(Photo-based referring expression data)
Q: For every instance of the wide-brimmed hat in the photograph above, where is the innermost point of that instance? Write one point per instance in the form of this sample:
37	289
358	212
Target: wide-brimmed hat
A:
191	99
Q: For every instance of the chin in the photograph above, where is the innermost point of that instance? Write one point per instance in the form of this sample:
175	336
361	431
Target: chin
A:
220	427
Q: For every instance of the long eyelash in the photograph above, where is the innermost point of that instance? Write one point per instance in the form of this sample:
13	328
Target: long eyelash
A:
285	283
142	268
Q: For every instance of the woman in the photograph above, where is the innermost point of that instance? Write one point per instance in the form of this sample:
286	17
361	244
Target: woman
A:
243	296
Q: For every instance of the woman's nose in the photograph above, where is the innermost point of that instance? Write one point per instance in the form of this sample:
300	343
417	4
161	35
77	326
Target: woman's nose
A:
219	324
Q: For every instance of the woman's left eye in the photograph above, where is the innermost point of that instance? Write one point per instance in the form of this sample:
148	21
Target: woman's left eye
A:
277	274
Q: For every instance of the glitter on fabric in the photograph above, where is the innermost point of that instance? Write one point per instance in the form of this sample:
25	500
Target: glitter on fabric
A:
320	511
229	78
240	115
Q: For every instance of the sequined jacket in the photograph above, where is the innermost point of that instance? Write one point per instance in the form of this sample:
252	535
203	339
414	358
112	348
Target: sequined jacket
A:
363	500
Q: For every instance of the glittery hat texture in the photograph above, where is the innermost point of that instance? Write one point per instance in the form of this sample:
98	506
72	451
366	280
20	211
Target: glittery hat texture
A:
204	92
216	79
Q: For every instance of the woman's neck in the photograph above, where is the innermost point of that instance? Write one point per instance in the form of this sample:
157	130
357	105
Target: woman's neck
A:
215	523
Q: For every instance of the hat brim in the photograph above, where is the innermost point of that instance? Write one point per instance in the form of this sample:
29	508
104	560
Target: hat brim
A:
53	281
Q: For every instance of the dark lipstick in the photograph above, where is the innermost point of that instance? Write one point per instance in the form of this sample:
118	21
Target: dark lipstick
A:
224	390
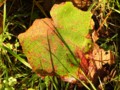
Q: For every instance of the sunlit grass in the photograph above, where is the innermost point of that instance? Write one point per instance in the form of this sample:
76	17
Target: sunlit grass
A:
15	71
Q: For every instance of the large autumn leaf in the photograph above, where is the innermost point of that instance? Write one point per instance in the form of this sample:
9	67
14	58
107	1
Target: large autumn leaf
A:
56	46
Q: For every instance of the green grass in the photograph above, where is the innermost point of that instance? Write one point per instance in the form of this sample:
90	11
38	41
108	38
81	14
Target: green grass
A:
15	71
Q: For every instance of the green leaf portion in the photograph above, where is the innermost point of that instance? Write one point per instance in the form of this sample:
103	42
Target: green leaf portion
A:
73	24
50	50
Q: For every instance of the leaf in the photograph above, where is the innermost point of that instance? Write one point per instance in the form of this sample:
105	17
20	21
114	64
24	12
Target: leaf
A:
52	45
73	24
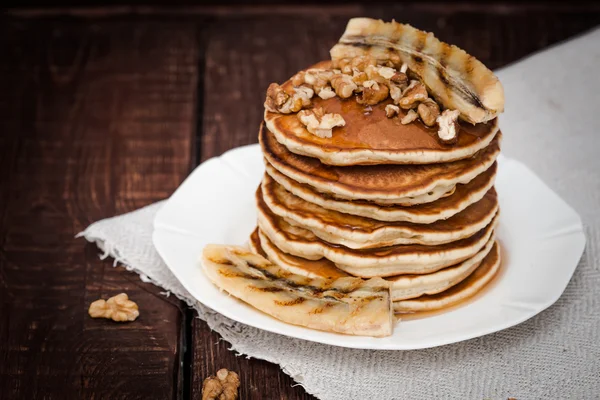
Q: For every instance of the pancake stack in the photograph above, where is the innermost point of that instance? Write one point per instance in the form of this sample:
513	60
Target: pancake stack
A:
381	163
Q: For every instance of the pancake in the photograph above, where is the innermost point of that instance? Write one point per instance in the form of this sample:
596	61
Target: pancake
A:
467	288
383	184
444	208
403	286
363	233
386	261
373	138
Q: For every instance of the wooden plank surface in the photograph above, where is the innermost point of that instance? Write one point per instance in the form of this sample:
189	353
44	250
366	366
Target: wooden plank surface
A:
98	115
96	120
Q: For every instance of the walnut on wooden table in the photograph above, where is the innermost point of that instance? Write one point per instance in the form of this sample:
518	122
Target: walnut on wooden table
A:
223	386
118	308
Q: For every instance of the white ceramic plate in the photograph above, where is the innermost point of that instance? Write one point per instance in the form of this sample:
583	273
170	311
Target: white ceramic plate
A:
542	239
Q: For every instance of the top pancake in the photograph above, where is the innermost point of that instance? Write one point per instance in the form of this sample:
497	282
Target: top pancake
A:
383	184
372	138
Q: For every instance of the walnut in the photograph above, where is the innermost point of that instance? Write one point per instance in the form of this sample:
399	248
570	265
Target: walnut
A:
305	93
278	100
448	126
318	78
326	93
118	308
400	79
395	92
374	75
320	124
343	85
276	97
428	111
386	72
359	77
344	65
223	386
373	93
414	94
298	79
362	62
410	116
391	110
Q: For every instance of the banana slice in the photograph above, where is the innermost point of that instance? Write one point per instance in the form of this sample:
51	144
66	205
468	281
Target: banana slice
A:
346	305
456	79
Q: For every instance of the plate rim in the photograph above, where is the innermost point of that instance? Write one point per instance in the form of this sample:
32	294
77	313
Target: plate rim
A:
367	342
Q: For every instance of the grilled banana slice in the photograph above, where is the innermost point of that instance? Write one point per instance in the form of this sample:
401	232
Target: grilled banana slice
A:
346	305
456	79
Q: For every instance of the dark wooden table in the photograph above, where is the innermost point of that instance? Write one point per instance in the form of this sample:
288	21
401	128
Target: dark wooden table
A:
105	110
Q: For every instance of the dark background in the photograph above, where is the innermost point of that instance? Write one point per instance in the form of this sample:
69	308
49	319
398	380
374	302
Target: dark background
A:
106	107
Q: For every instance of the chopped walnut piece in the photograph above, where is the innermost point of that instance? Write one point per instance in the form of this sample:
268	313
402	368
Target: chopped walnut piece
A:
318	78
386	72
371	84
343	85
400	79
278	100
319	123
326	93
223	386
298	79
391	110
414	94
118	308
344	65
410	116
305	93
373	93
362	62
448	126
359	77
428	111
276	97
395	92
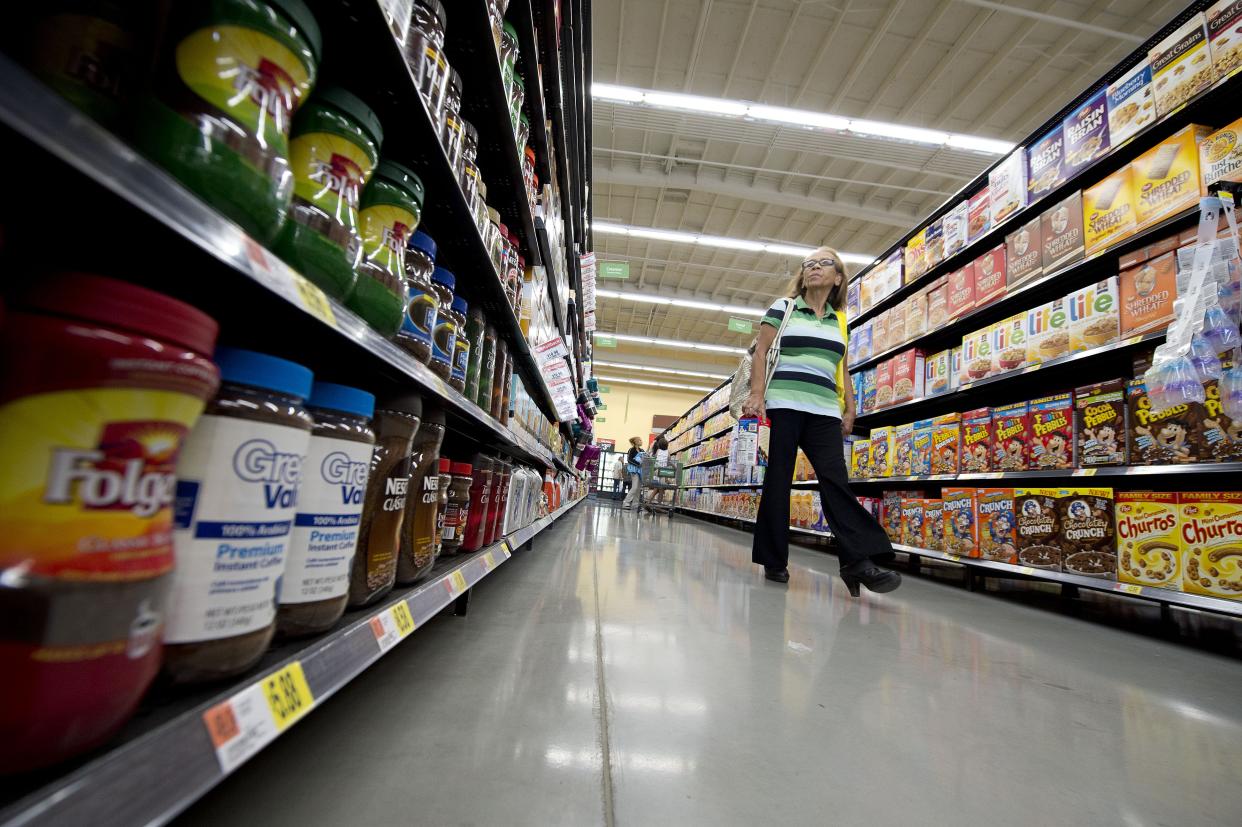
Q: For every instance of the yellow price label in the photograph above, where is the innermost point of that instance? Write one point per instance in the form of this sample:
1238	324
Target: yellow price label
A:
287	694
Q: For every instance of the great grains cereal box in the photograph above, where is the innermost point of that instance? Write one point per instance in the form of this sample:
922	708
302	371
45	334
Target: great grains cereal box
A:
1148	539
1211	542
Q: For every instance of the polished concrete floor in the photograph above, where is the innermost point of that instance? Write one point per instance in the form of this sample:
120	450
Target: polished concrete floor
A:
632	671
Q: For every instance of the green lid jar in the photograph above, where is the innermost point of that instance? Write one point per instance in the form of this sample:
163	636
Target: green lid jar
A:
334	150
390	214
226	86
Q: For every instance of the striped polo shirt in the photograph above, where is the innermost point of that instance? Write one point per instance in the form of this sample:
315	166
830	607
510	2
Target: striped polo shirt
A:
809	366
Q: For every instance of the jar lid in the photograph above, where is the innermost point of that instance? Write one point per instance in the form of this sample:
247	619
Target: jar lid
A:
353	106
262	370
403	176
342	397
422	241
444	277
123	306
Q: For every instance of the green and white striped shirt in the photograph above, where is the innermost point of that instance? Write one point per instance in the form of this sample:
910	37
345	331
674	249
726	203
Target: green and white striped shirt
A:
809	370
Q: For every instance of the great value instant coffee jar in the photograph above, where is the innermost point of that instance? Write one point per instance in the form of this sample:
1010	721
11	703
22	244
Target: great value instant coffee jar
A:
99	383
316	585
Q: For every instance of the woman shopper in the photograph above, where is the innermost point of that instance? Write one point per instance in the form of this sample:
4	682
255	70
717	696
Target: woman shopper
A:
811	405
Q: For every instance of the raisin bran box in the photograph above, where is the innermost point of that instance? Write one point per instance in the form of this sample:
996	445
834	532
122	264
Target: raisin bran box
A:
1052	431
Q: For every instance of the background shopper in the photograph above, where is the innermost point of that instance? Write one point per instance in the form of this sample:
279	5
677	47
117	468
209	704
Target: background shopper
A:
811	405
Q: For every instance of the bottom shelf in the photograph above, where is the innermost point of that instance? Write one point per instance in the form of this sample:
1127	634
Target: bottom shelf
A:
181	744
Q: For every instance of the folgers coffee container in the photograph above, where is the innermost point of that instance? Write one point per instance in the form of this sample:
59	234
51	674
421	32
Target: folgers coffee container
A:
236	496
316	585
379	540
101	381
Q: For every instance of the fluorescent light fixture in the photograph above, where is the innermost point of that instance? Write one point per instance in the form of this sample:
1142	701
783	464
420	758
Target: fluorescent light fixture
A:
804	118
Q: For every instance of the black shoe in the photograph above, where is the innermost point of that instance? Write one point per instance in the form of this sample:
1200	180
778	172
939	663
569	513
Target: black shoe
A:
868	574
778	575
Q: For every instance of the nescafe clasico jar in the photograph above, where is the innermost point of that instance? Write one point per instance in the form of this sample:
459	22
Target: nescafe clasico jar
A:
419	532
316	585
379	540
236	496
99	383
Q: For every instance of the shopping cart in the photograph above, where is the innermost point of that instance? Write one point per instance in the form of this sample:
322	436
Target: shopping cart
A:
661	483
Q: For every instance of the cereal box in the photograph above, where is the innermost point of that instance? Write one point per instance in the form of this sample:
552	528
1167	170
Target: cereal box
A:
1181	65
990	276
979	215
1165	178
1108	211
1047	332
945	443
1061	232
1099	419
1011	435
1038	527
1024	253
1220	154
1148	539
1087	535
996	523
960	527
1130	103
1087	133
908	378
1052	431
1211	542
976	440
1006	186
1094	316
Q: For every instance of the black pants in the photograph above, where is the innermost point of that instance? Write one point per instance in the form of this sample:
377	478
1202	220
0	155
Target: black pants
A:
857	533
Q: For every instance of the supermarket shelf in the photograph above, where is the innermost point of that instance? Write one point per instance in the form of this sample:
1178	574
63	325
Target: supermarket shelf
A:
168	760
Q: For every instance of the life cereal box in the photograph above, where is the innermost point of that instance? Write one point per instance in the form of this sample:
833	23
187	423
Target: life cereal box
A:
1011	435
1130	103
995	523
1148	539
1165	178
1052	431
976	440
1211	542
960	527
1181	65
1108	211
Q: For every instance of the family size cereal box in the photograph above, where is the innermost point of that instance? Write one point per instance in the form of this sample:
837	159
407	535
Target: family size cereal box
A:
1061	232
1108	211
1011	435
995	522
1087	133
1094	316
1047	332
1130	104
1024	253
1099	412
1181	65
976	440
1052	431
1211	542
1148	539
960	527
945	443
1165	178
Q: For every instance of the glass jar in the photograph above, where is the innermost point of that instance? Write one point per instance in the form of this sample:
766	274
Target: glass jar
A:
420	529
379	539
314	587
444	339
422	303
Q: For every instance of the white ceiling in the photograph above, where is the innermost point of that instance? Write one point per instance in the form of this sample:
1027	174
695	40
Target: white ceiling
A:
969	66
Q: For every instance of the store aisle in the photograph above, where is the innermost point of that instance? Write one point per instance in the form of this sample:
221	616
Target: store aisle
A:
734	700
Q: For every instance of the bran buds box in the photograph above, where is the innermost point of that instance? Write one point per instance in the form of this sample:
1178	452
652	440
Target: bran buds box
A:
1148	539
976	440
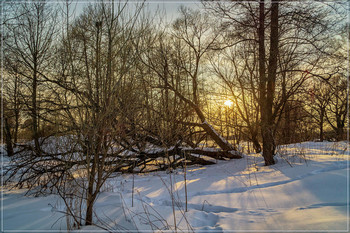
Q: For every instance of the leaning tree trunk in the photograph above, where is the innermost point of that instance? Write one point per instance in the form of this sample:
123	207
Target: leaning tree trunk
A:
220	141
267	85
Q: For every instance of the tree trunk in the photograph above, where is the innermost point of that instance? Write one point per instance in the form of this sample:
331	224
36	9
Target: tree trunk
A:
34	109
9	146
267	86
321	125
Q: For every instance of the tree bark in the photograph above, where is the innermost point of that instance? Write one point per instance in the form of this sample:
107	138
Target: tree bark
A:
267	85
9	146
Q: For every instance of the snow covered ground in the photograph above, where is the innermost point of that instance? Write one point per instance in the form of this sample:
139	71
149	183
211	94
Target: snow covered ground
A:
307	190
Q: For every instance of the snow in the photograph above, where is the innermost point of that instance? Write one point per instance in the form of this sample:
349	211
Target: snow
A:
306	190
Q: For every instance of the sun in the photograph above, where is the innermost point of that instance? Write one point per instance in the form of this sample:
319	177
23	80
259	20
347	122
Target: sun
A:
228	103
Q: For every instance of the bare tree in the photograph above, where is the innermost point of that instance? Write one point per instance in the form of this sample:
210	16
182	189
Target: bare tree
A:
29	40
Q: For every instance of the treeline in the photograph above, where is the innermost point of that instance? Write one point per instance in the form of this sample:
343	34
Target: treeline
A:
113	90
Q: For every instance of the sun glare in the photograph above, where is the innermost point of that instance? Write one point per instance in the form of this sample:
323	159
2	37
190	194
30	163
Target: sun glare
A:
228	103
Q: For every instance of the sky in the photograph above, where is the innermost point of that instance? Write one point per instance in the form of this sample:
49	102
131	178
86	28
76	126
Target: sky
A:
167	8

_Exercise brief_:
From the entries above, list each line with "ceramic" in it.

_Solution for this problem_:
Q: For every instance of the white ceramic plate in the photograph above, where is the innermost point of that instance? Write one point per instance in the form of this sample:
Target: white ceramic plate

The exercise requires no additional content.